━━ Extrait choisi ━━

Le mouvement Nuit Debout, moins homogène que ce que l'on voudrait bien croire? © REUTERS

Les participants au mouvement « Nuit Debout » sont-ils tous des « bobos sectaires » ?

Stagiaire Le Vif

Le rassemblement « Nuit Debout » est souvent décrit comme uniforme. En dressant le profil de 600 participants du mouvement citoyen, des chercheurs en sciences humaines démontrent que le mouvement né à Paris il y a quelques semaines est en fait plus diversifié que ce que l’on pourrait croire. Explications.

Cela fait maintenant plus d’un mois et demi que le mouvement « Nuit Debout » est né à Paris, dans la foulée d’une manifestation contre la réforme du Code du Travail poussée par la Ministre El Khomri. Les projecteurs médiatiques, braqués frontalement sur le mouvement à sa naissance, commencent un peu à se détourner de la Place de la République. Dimanche soir, 2.500 personnes y étaient pourtant encore regroupées à l’occasion d’une nuit de mobilisation internationale appelée « Global Debout ». Preuve que s’il peine encore à se définir, le mouvement « Nuit Debout » continue de rassembler.

━━━
━━ Extrait de données ━━

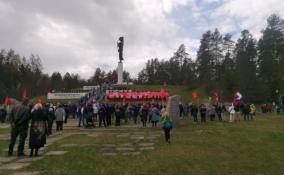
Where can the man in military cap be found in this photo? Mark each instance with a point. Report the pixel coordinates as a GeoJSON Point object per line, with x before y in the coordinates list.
{"type": "Point", "coordinates": [19, 120]}
{"type": "Point", "coordinates": [120, 44]}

━━━

Recopiez à l'identique le passage du texte sur le mouvement Nuit Debout qui va de « Stagiaire Le Vif » jusqu'à « pourrait croire. Explications. » inclus.

Stagiaire Le Vif

Le rassemblement « Nuit Debout » est souvent décrit comme uniforme. En dressant le profil de 600 participants du mouvement citoyen, des chercheurs en sciences humaines démontrent que le mouvement né à Paris il y a quelques semaines est en fait plus diversifié que ce que l’on pourrait croire. Explications.